Rows from a dataset:
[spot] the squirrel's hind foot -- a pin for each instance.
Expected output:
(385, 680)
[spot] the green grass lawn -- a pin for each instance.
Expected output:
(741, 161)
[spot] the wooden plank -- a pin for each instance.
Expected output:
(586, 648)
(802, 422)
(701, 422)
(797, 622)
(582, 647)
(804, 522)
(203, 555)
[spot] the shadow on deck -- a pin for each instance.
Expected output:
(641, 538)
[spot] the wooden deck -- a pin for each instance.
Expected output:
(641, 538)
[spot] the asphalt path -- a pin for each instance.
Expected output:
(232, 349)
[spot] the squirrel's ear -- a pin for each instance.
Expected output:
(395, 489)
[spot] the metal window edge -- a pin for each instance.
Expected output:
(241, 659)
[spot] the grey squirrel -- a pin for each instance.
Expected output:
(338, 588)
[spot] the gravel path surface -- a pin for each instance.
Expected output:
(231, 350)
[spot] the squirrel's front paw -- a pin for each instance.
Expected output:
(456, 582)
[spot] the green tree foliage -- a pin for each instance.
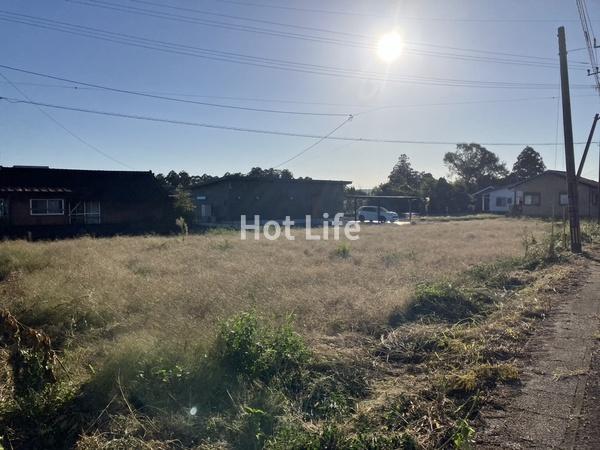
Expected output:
(184, 205)
(402, 180)
(475, 165)
(529, 164)
(184, 180)
(442, 197)
(257, 172)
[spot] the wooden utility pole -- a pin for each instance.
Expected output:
(587, 145)
(572, 182)
(598, 193)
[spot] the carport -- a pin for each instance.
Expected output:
(377, 200)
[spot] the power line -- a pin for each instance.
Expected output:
(374, 107)
(398, 18)
(172, 99)
(530, 60)
(67, 130)
(247, 108)
(338, 32)
(271, 63)
(590, 40)
(310, 147)
(260, 131)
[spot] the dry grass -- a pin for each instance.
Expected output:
(117, 306)
(169, 287)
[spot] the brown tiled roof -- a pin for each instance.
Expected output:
(123, 186)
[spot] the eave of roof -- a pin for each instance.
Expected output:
(559, 173)
(270, 180)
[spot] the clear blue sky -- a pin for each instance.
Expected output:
(510, 26)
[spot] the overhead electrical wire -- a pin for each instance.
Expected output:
(374, 107)
(397, 17)
(271, 63)
(172, 99)
(76, 83)
(330, 31)
(528, 61)
(310, 147)
(64, 128)
(255, 130)
(590, 40)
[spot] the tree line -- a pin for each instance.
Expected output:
(472, 167)
(183, 180)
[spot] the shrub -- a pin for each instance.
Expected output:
(28, 259)
(441, 301)
(342, 251)
(256, 351)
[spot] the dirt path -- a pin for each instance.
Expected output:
(558, 403)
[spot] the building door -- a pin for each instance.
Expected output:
(486, 202)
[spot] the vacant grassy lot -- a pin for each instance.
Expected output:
(130, 316)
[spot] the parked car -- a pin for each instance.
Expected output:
(370, 213)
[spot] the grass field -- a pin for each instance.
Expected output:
(155, 354)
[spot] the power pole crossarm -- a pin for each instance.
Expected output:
(572, 180)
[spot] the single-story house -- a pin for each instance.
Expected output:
(545, 195)
(227, 199)
(45, 202)
(494, 199)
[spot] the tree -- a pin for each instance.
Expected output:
(529, 164)
(184, 205)
(257, 172)
(184, 179)
(402, 180)
(172, 179)
(475, 165)
(403, 174)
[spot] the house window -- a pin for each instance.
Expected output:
(563, 199)
(532, 198)
(47, 207)
(85, 212)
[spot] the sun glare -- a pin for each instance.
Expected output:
(389, 47)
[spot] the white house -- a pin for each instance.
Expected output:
(495, 200)
(501, 199)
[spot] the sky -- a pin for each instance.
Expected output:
(230, 52)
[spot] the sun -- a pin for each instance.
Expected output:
(389, 47)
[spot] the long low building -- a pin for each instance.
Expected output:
(226, 199)
(546, 195)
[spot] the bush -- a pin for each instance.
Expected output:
(342, 251)
(442, 301)
(28, 259)
(259, 352)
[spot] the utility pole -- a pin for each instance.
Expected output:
(587, 145)
(572, 182)
(598, 193)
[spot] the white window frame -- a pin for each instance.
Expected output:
(560, 196)
(85, 213)
(61, 200)
(532, 195)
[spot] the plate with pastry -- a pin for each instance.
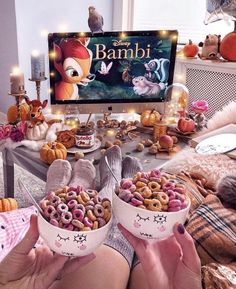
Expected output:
(74, 149)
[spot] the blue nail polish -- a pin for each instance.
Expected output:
(181, 229)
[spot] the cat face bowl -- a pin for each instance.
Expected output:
(74, 221)
(150, 204)
(71, 243)
(146, 224)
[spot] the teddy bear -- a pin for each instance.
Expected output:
(210, 47)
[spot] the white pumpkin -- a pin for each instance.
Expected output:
(37, 132)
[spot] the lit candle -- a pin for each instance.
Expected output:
(17, 81)
(37, 66)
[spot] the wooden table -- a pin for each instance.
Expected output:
(30, 161)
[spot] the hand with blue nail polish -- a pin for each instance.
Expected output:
(172, 263)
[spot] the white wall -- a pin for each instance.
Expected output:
(34, 16)
(8, 50)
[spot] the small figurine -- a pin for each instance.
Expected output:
(210, 47)
(95, 20)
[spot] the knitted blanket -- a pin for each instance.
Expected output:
(213, 228)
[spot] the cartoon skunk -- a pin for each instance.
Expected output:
(73, 62)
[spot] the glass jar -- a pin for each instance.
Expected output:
(85, 137)
(72, 116)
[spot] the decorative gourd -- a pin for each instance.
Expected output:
(186, 124)
(12, 113)
(150, 117)
(52, 151)
(37, 132)
(228, 46)
(190, 49)
(8, 204)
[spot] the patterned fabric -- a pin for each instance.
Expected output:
(13, 226)
(213, 228)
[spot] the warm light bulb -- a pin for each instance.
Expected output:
(35, 53)
(16, 70)
(63, 27)
(110, 132)
(52, 54)
(131, 111)
(44, 32)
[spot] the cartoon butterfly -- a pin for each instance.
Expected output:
(105, 68)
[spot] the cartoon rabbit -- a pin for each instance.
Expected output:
(73, 62)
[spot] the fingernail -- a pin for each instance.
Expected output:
(181, 229)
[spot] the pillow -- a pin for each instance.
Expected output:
(211, 167)
(213, 229)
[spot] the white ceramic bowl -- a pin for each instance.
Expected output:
(71, 243)
(146, 224)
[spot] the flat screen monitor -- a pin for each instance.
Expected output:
(111, 71)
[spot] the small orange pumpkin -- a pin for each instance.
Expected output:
(190, 49)
(52, 151)
(150, 117)
(12, 113)
(8, 204)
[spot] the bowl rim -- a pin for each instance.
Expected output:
(114, 195)
(40, 216)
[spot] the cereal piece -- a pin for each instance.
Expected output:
(78, 214)
(77, 224)
(95, 225)
(66, 217)
(154, 186)
(91, 215)
(71, 195)
(140, 184)
(139, 147)
(108, 144)
(103, 151)
(62, 208)
(118, 142)
(163, 198)
(98, 210)
(154, 205)
(87, 222)
(85, 197)
(148, 143)
(71, 204)
(145, 192)
(153, 149)
(79, 155)
(100, 137)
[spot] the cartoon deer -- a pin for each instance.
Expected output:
(73, 62)
(36, 116)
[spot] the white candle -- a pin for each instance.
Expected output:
(17, 85)
(37, 66)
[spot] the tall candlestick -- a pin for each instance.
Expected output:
(37, 66)
(17, 85)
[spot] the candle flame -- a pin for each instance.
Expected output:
(44, 32)
(35, 53)
(16, 70)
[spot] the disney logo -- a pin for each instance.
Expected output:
(120, 43)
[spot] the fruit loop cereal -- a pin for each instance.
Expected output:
(154, 191)
(76, 209)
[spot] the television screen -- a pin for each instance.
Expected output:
(111, 67)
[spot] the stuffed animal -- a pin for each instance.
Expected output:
(210, 47)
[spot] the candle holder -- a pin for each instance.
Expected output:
(38, 85)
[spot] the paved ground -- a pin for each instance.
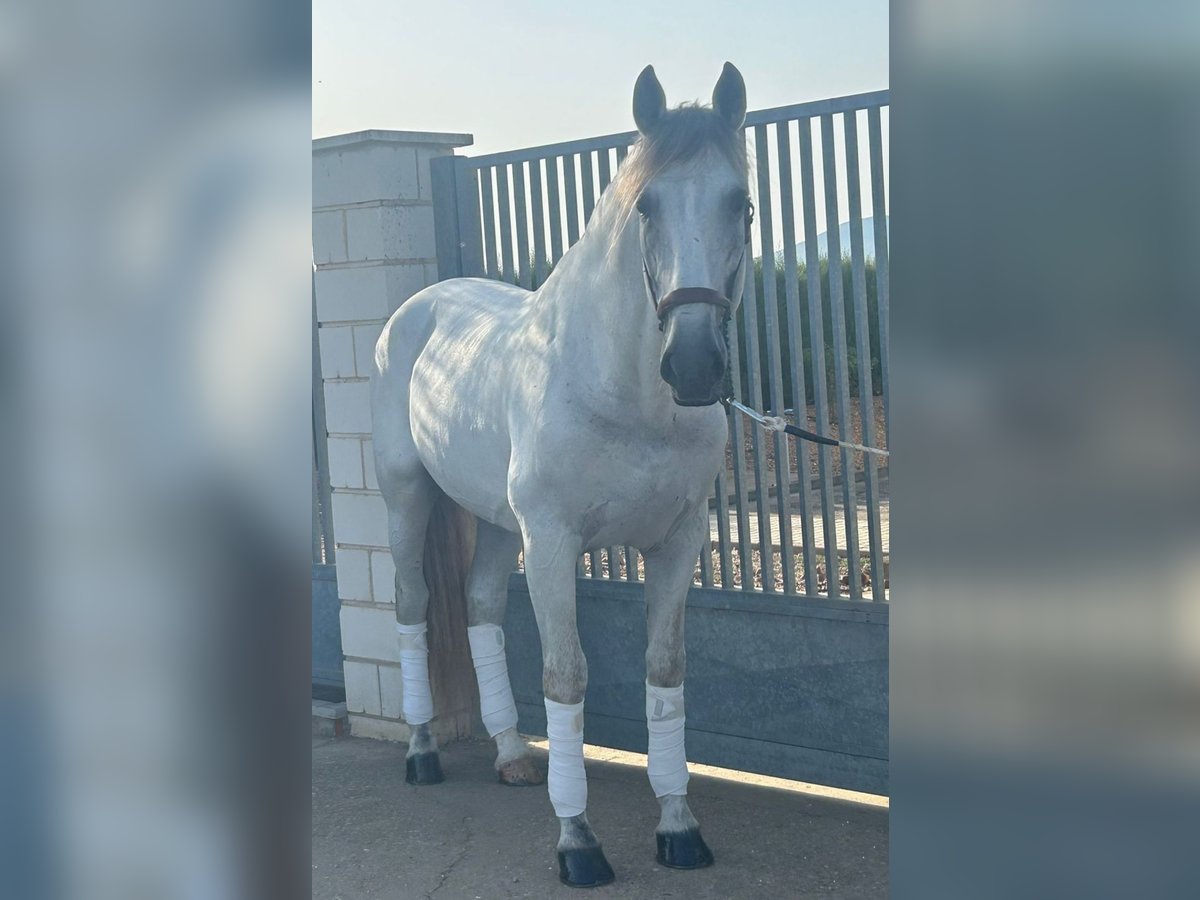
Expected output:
(376, 837)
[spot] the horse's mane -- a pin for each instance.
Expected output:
(679, 136)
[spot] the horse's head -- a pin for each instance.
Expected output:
(690, 191)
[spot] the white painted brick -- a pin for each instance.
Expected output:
(348, 407)
(383, 577)
(370, 634)
(390, 233)
(353, 575)
(365, 339)
(361, 688)
(346, 462)
(369, 466)
(360, 519)
(336, 352)
(391, 691)
(369, 172)
(379, 729)
(405, 280)
(329, 237)
(348, 294)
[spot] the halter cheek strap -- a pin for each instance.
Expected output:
(683, 297)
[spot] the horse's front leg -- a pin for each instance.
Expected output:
(550, 555)
(669, 574)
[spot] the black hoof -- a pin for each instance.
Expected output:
(583, 868)
(683, 850)
(424, 769)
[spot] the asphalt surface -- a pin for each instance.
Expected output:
(471, 837)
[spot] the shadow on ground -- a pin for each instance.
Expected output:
(376, 837)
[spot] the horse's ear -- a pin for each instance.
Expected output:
(649, 101)
(730, 96)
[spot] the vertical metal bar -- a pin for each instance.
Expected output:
(443, 175)
(771, 309)
(539, 223)
(749, 311)
(556, 210)
(571, 205)
(816, 336)
(880, 222)
(589, 187)
(863, 349)
(573, 201)
(742, 502)
(796, 345)
(521, 213)
(469, 217)
(706, 562)
(490, 250)
(508, 270)
(841, 373)
(605, 168)
(724, 545)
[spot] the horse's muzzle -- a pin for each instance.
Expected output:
(694, 357)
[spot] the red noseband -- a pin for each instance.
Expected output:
(683, 297)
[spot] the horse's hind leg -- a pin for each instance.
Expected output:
(487, 592)
(409, 495)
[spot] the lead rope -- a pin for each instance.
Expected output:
(777, 423)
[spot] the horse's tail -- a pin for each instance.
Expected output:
(449, 549)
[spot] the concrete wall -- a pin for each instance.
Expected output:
(373, 245)
(796, 688)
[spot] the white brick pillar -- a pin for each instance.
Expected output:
(373, 244)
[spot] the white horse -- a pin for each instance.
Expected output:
(580, 415)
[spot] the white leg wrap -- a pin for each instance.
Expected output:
(496, 705)
(667, 766)
(414, 671)
(567, 781)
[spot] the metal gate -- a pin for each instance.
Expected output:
(327, 631)
(791, 588)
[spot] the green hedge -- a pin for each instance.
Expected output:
(787, 328)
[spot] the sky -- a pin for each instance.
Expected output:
(523, 72)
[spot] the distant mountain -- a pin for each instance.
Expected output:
(844, 238)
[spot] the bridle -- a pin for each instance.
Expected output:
(685, 297)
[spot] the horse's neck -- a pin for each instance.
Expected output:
(604, 318)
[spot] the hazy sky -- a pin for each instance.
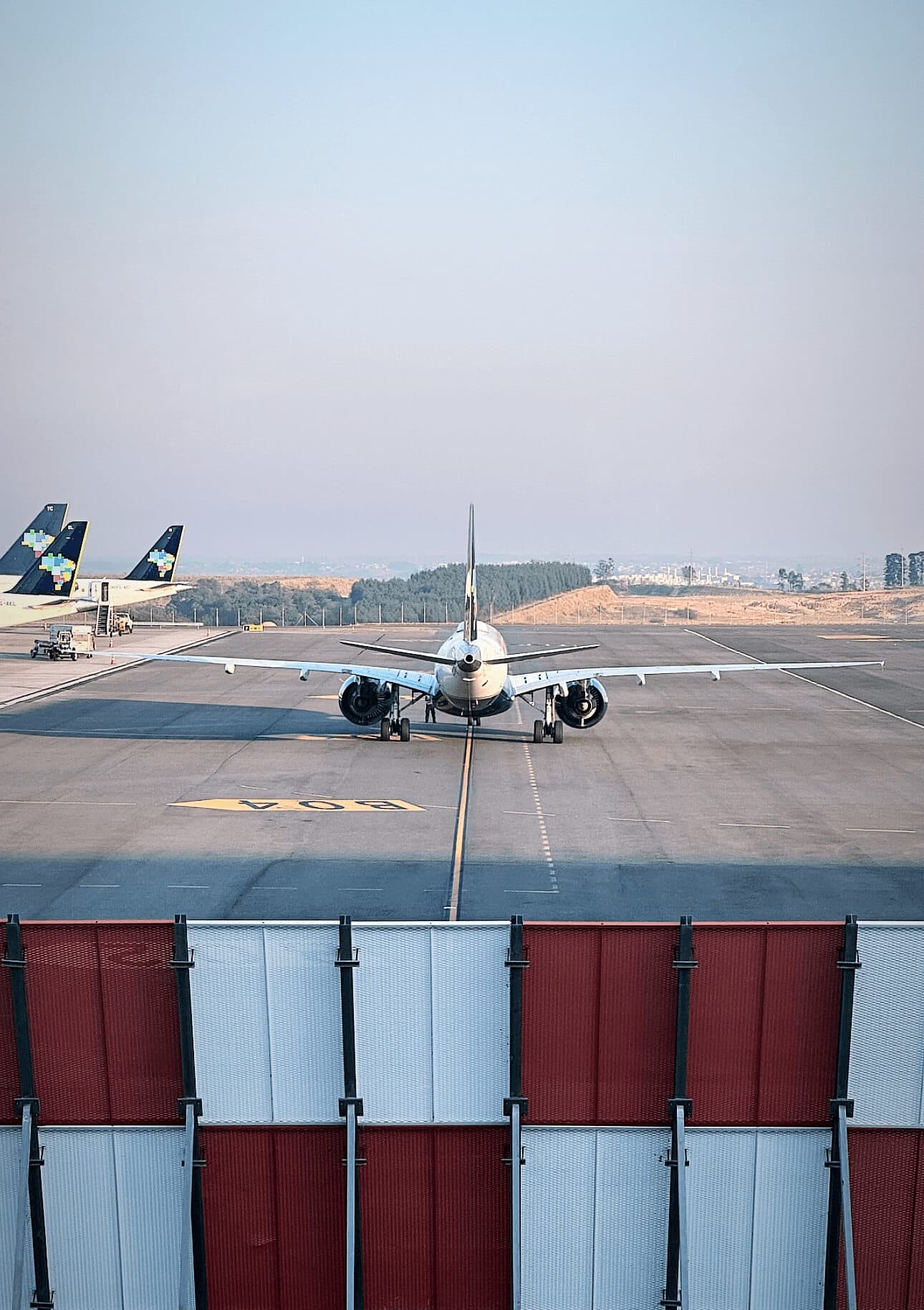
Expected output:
(312, 276)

**WHAT TO WORK ON:** Set down only the lines running from the line with "[spot] the horse's hind" to the end of the entries, inclusive; omit every picture.

**TASK ANSWER:**
[spot] the horse's hind leg -- a pin for each instance.
Expected output:
(487, 592)
(409, 495)
[spot] the lead rope -- a pin for each instance.
Expected output:
(777, 423)
[spot] the horse's tail -- a pin for each instance.
Expected output:
(449, 549)
[spot] the concrete wall -- a pin for each instance.
Expected output:
(373, 245)
(796, 688)
[spot] the white brick pillar -- a pin for each instance.
Expected output:
(373, 244)
[spot] the white horse -- a pin for each instance.
Expected output:
(580, 415)
[spot] the white leg wrap -- a pin for each instance.
Expected output:
(496, 705)
(667, 766)
(414, 671)
(567, 781)
[spot] the metal gate -- a pin for each instance.
Expected output:
(327, 631)
(791, 588)
[spot] the green hedge -- a pin for each instance.
Expected output:
(787, 328)
[spot] the sky -- a pin for each instance.
Expected output:
(523, 72)
[spot] the distant mountain -- a pin for each instance.
Expected output:
(844, 238)
[spot] the bridle -- a pin for each instance.
Expected output:
(685, 297)
[spot] the horse's neck -- a pin for each instance.
Expected output:
(604, 318)
[spot] the hazy sky -- a pin for each instance.
Expected output:
(312, 276)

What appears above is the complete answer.